Requirement 1 - Which venue hosted the gig the night after the Charleston, West Virginia show, according to the post about show biz confessions?
--- Start Extract provided ---
Monday, April 23, 2018

Show Biz Confessions

Several months ago, The Memphis Flyer featured a cover story about local musicians recounting their "Worst Gigs Ever." I wish somebody would have asked me. I have so many horror stories, they have to be categorized by decade. I've been in other bands and played as an acoustic soloist, but most of my performing career has been with the Radiants, a "rock n' soul" group that lasted from my teen years in the sixties until our final show two years ago at Lafayette's. In a 2011 Flyer issue, I wrote about being punched out by the bouncers at Club Clearpool, only to be vindicated by Sputnik Monroe. You could look that one up if you're curious, but first let me tell you about a gig that still gives me the creeps. I was in a band out of Knoxville called Rich Mountain Tower. We had a production deal and were on a mini-tour opening for Frankie Valli and the Four Seasons. Our bass player, we'll call him Todd, was going through some serious psychological problems resulting from an LSD-fried brain. He had that thousand yard stare without ever going to war. When we played Charleston, West Virginia, Todd paused and spoke to the audience. Backstage, I asked what he had said and he told me that he "asked the audience's forgiveness for being a coward all my life." The next night's gig was at the Mid-South Coliseum in Memphis. We set up shop at the old Downtowner Motel, across from the Peabody, where we returned after the concert. I was chatting with friends when I heard shouting and screams for help coming from the next room. I ran next-door to witness Todd, standing on the edge of an open window on the fifteenth floor, with our guitarist sitting opposite on the window sill, bear-hugging Todd's mid-section to prevent him from jumping. We succeeded in pulling Todd back into the room, but he was on a bus at the crack of dawn, leaving for his home-town and psychiatric help.
--- End Extract provided ---
--- Start Provided information ---
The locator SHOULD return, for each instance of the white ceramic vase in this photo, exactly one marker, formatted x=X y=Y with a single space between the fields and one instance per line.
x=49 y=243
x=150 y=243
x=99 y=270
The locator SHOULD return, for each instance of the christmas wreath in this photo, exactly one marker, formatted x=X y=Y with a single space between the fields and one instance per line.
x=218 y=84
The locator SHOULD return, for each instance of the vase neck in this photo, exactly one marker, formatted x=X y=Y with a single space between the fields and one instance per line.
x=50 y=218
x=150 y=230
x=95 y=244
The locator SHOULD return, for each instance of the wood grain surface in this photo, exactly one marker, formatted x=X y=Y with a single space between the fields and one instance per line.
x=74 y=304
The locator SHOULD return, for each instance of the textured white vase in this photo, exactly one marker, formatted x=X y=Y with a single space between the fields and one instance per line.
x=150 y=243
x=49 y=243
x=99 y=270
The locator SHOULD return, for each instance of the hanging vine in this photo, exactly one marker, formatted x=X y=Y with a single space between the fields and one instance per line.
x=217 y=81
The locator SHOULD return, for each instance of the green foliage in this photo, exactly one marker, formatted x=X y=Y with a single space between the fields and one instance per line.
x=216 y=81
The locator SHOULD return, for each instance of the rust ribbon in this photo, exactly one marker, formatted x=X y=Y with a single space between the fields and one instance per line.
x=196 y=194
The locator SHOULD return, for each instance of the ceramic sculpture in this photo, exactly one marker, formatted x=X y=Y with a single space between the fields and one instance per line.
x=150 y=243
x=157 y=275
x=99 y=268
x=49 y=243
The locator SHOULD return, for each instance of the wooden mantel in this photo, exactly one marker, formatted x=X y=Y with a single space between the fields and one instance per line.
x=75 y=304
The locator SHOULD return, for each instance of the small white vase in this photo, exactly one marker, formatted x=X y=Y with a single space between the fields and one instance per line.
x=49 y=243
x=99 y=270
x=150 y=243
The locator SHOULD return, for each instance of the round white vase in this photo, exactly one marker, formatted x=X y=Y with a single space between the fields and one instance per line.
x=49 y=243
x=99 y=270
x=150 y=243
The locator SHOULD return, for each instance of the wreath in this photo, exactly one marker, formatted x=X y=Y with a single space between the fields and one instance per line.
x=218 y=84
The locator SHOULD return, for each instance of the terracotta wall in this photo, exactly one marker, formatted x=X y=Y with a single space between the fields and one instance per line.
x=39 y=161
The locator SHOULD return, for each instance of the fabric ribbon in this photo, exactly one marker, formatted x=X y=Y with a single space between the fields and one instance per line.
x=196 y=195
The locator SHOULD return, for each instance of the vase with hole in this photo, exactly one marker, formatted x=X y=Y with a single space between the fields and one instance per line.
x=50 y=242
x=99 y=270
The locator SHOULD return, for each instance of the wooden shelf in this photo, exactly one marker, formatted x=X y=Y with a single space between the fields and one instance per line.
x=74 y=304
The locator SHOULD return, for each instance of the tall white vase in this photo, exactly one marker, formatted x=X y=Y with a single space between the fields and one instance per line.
--- End Provided information ---
Requirement 2 - In the listing, reproduce only the portion that opens with the line containing "The locator SHOULD return, for each instance of the hanging" and closes with the line containing "x=196 y=194". Change "rust ribbon" to "orange ribbon" and leave everything else untouched.

Full solution 1 - The Mid-South Coliseum in Memphis.

Full solution 2 -
The locator SHOULD return, for each instance of the hanging vine in this photo, exactly one marker, formatted x=X y=Y with a single space between the fields and one instance per line.
x=217 y=81
The locator SHOULD return, for each instance of the green foliage in this photo, exactly one marker, formatted x=X y=Y with a single space between the fields and one instance per line.
x=216 y=81
The locator SHOULD return, for each instance of the orange ribbon in this photo, exactly one marker, formatted x=X y=Y with a single space between the fields and one instance per line.
x=196 y=194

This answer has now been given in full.